Pointing records for named objects
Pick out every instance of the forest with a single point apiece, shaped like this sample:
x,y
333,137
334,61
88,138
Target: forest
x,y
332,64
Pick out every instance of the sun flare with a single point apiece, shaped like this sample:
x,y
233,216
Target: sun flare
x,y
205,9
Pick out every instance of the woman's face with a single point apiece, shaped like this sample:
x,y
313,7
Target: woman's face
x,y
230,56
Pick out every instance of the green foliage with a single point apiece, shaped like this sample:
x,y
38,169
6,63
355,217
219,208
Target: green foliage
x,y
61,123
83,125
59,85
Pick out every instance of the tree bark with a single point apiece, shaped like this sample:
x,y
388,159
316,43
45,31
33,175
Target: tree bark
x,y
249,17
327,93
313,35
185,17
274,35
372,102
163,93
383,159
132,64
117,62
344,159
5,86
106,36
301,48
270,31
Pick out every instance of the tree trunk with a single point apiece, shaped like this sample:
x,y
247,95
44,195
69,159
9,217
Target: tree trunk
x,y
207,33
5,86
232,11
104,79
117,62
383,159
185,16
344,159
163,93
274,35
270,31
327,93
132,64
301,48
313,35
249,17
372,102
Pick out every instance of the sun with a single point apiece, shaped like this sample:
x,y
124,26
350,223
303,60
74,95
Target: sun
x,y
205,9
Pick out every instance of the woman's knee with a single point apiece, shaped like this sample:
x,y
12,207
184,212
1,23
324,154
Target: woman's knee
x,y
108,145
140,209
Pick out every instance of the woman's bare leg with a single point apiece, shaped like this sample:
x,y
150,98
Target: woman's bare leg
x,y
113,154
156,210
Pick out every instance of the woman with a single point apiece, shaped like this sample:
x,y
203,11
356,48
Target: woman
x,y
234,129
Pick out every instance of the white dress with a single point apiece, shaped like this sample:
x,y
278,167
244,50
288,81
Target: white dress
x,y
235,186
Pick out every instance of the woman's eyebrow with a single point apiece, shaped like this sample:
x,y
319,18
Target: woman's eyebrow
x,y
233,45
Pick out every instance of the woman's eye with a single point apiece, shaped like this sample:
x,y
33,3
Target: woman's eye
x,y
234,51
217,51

■ THE REQUEST: Can you convert the listing above into a numbered list, starting at the line containing "Pick out every instance of the woman's eyebrow" and ending at the final line of the listing, with blank lines left out?

■ SOLVED EXERCISE:
1. Pick out every instance of the woman's eyebrow with a single point apiece, shaped like this sample:
2. x,y
3. 319,18
4. Target: woman's eyebrow
5. x,y
6. 233,45
7. Pick out every instance of the woman's eye with a single point apiece, shaped like this sample:
8. x,y
9. 33,3
10. Target: woman's eye
11. x,y
12. 234,51
13. 217,51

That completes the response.